- RECORDS FOR THE EXERCISE
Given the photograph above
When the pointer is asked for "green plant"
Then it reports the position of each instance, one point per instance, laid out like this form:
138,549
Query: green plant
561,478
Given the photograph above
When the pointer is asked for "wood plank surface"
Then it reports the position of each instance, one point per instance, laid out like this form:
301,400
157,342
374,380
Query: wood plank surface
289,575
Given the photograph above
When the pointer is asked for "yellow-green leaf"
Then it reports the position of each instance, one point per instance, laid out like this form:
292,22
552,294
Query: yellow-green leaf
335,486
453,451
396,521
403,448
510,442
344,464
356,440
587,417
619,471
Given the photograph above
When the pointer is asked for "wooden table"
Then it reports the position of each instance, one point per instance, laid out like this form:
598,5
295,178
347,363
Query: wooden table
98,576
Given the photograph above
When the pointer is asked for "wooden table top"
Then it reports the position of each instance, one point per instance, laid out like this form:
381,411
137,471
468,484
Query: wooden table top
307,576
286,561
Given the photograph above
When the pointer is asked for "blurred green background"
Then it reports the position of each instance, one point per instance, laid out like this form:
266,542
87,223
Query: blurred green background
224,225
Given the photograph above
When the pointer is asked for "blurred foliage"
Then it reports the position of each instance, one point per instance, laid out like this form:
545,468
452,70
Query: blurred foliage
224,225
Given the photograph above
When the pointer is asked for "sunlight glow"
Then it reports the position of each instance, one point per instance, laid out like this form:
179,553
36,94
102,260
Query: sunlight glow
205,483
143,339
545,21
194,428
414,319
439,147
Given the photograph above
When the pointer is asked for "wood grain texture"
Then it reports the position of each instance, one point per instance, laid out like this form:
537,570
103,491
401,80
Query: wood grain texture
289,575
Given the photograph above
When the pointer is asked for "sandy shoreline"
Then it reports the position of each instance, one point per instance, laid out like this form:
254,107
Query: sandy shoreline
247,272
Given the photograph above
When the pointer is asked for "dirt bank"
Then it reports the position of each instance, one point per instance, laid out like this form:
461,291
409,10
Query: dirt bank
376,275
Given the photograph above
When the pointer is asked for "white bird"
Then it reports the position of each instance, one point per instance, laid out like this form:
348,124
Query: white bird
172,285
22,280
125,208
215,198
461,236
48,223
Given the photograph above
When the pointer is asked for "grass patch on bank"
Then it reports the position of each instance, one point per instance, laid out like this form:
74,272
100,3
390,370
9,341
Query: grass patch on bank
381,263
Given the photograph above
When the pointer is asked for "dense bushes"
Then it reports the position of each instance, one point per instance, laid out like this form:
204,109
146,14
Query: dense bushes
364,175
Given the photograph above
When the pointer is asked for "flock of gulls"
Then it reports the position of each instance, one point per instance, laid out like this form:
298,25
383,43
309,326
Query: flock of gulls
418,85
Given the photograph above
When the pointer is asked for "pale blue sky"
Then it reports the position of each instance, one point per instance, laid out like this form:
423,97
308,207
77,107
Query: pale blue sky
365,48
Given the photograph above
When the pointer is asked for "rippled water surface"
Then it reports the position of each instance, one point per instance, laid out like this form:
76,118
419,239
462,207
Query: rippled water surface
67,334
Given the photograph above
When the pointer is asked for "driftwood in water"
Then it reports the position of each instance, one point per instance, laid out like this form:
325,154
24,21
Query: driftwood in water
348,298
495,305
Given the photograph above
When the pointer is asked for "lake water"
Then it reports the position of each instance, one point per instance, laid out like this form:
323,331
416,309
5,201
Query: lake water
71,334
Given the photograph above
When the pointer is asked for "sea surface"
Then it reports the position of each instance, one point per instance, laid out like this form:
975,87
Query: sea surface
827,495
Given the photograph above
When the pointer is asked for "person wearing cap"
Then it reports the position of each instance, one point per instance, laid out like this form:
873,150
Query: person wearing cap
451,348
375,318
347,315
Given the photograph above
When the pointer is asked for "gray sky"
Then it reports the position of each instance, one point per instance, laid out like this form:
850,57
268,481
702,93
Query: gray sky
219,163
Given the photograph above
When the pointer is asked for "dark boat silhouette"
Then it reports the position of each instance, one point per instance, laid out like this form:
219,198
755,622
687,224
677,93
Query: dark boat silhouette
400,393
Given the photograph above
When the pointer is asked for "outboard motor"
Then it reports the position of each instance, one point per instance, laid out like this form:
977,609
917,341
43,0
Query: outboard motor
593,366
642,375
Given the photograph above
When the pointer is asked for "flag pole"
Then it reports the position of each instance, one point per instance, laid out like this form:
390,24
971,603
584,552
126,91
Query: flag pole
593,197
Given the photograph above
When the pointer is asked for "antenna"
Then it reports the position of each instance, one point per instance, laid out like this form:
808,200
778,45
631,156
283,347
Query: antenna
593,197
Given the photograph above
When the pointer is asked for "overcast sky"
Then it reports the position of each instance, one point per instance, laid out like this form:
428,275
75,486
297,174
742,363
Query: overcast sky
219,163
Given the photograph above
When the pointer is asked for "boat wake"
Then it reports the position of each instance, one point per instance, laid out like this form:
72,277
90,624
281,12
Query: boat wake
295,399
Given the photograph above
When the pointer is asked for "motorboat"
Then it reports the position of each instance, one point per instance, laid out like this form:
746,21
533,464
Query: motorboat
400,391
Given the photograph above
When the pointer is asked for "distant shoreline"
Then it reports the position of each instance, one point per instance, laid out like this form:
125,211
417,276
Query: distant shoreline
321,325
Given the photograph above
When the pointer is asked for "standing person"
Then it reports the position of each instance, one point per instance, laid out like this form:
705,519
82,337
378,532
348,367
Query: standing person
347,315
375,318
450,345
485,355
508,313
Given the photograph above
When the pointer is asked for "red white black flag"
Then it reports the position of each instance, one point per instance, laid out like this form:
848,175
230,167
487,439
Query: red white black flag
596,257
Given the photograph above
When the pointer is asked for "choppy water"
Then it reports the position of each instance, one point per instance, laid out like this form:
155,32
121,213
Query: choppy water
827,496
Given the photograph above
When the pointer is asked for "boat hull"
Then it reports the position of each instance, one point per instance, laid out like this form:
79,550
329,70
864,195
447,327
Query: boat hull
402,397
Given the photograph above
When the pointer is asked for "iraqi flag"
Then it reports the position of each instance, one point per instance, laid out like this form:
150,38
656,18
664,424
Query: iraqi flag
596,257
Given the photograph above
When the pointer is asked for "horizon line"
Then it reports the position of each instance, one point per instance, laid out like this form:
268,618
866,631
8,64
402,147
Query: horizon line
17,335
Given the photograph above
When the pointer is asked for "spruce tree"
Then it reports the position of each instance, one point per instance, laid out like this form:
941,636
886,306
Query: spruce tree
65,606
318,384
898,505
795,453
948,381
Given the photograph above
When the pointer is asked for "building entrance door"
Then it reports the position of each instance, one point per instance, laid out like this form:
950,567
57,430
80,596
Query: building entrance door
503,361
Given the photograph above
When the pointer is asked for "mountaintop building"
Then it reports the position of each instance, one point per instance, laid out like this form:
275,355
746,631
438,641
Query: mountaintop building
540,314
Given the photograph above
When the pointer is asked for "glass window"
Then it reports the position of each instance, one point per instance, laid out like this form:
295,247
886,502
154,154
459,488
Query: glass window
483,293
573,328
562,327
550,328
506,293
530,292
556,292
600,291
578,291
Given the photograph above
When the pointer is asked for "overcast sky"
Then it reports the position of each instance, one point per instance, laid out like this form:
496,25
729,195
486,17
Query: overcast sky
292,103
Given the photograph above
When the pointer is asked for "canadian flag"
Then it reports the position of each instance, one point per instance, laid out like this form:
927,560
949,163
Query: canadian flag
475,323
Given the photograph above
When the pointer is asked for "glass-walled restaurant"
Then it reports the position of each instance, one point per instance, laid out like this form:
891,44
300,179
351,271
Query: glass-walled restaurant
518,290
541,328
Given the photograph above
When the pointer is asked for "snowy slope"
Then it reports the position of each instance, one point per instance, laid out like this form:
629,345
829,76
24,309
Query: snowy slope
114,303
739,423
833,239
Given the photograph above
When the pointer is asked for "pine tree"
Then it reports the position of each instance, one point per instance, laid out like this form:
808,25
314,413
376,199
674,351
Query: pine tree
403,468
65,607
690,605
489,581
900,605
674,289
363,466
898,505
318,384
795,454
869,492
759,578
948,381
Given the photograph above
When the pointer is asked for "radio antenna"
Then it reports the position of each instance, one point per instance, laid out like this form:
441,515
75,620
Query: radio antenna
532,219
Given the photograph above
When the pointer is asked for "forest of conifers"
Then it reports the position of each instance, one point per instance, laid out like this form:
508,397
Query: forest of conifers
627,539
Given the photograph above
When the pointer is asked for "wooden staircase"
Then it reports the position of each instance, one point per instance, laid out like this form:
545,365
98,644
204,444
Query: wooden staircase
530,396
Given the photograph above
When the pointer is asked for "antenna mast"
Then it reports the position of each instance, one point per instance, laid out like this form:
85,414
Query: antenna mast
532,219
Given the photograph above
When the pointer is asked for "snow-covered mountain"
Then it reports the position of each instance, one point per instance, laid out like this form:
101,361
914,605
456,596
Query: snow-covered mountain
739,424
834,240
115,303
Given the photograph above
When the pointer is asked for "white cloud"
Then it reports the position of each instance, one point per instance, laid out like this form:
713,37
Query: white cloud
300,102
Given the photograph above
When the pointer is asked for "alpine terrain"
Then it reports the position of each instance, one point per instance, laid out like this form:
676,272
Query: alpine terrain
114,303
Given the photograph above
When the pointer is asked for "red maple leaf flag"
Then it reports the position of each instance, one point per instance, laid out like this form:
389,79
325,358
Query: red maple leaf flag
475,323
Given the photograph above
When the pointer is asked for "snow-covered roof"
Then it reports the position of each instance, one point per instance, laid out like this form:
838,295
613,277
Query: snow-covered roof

- EXERCISE OBJECTIVE
Pull out every line of the entries above that contains the word "table".

- IN RESPONSE
When the pointer is asked for "wooden table"
Query: wooden table
When the pointer is asked for "wooden table top"
Query: wooden table top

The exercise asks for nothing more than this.